━━━━━ MATERIAL FOR THIS EXERCISE ━━━━━

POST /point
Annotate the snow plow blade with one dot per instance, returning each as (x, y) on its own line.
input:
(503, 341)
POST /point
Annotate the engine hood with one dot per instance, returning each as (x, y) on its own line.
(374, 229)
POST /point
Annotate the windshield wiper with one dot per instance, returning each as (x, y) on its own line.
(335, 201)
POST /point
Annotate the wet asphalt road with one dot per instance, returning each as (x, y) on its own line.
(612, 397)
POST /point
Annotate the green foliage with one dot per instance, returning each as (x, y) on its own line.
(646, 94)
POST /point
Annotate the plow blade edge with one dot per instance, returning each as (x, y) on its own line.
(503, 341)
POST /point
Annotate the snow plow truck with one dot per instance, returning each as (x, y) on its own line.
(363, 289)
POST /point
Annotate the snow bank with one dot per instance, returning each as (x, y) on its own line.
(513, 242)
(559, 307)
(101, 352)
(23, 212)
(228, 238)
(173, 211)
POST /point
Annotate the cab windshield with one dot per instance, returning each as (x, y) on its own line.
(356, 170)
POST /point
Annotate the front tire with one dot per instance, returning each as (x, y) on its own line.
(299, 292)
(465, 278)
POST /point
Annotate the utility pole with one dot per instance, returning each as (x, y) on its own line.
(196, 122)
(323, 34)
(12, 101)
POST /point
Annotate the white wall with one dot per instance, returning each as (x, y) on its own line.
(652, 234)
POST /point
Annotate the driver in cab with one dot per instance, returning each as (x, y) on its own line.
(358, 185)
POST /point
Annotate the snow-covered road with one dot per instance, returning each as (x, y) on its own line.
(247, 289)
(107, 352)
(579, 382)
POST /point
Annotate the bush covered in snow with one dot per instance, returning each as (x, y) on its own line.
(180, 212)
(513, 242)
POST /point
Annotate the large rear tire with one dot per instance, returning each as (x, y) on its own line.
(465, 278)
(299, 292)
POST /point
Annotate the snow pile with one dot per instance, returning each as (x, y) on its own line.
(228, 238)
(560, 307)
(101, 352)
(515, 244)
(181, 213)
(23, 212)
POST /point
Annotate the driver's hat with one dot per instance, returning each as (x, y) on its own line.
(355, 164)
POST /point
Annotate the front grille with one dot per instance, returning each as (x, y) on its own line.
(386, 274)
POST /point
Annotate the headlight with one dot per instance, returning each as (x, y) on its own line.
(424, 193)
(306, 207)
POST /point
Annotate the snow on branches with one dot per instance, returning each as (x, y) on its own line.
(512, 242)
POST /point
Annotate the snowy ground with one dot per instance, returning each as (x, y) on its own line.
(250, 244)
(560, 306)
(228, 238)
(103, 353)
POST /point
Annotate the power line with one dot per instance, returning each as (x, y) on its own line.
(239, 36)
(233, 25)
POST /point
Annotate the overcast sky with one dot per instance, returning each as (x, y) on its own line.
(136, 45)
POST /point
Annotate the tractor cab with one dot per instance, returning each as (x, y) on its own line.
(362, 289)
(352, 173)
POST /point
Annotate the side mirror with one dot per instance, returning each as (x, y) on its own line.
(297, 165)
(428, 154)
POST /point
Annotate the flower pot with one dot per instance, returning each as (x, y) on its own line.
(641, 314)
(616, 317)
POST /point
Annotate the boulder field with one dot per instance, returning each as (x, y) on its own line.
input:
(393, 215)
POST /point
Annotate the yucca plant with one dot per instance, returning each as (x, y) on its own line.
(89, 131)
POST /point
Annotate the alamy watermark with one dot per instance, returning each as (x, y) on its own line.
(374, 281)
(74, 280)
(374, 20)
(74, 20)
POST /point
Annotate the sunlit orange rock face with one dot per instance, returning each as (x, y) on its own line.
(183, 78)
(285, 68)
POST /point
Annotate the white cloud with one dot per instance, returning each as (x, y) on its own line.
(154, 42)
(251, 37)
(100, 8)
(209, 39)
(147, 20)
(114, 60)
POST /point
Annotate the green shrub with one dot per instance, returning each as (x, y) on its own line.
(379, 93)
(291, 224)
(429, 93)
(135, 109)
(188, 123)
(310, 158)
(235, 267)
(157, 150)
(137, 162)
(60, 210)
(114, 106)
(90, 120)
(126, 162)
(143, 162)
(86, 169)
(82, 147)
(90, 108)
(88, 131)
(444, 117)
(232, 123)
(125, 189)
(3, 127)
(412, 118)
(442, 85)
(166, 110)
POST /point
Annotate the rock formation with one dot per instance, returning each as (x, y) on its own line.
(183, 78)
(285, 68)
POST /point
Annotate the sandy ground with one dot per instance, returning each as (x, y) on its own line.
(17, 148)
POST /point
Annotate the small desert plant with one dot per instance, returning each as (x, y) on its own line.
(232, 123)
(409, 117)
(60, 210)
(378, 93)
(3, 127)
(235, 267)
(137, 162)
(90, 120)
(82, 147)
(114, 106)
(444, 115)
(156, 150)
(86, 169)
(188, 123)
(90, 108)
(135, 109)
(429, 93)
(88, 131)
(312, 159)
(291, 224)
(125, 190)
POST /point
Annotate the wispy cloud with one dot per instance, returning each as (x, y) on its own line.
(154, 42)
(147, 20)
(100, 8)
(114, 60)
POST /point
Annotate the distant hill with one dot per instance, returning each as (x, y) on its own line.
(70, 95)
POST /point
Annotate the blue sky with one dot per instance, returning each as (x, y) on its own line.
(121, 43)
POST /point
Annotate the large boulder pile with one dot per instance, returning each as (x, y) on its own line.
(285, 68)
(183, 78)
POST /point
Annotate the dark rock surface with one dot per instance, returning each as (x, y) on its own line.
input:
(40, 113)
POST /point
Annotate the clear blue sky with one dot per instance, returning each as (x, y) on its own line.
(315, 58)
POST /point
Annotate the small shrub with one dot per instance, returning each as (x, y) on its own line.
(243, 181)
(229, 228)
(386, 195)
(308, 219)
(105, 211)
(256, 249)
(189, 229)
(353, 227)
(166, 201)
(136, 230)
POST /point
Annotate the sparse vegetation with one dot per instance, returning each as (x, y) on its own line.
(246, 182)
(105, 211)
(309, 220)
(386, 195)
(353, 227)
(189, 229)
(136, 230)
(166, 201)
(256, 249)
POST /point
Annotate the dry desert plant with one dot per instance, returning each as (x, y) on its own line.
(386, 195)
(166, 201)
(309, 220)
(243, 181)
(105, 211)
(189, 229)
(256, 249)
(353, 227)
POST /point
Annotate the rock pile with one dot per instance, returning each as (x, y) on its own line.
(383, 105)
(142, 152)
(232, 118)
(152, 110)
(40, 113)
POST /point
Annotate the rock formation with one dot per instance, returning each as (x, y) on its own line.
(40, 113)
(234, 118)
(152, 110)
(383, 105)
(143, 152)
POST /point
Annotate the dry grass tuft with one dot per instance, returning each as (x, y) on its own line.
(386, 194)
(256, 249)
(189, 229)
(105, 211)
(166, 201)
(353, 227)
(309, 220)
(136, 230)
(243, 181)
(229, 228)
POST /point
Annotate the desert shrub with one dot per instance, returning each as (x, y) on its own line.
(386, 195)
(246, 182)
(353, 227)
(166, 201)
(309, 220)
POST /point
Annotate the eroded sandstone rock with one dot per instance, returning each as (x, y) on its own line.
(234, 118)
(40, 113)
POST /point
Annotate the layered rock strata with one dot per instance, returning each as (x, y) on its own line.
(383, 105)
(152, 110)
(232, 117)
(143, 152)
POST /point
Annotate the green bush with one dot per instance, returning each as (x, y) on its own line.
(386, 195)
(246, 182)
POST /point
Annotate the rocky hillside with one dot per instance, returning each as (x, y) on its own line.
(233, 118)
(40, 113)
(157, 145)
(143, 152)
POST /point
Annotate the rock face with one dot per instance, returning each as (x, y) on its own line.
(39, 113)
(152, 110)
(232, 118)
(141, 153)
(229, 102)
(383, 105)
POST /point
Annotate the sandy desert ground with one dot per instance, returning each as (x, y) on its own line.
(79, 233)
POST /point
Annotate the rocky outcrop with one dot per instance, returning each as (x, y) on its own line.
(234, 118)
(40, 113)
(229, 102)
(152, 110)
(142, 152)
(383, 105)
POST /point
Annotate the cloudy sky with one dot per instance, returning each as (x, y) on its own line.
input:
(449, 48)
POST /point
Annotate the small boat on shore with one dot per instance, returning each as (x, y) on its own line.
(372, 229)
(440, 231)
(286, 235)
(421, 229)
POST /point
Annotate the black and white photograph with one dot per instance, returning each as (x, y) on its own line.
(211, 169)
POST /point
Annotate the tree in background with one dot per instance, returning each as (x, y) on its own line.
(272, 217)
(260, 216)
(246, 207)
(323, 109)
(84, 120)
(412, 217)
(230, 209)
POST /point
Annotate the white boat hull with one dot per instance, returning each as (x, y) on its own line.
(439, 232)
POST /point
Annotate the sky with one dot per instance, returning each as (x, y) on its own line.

━━━━━

* _DIRECTION_
Count the lines in the records above that contain the string "blade", treating uppercase and lowercase as different, and reply with that number alone.

* _FULL ANSWER_
2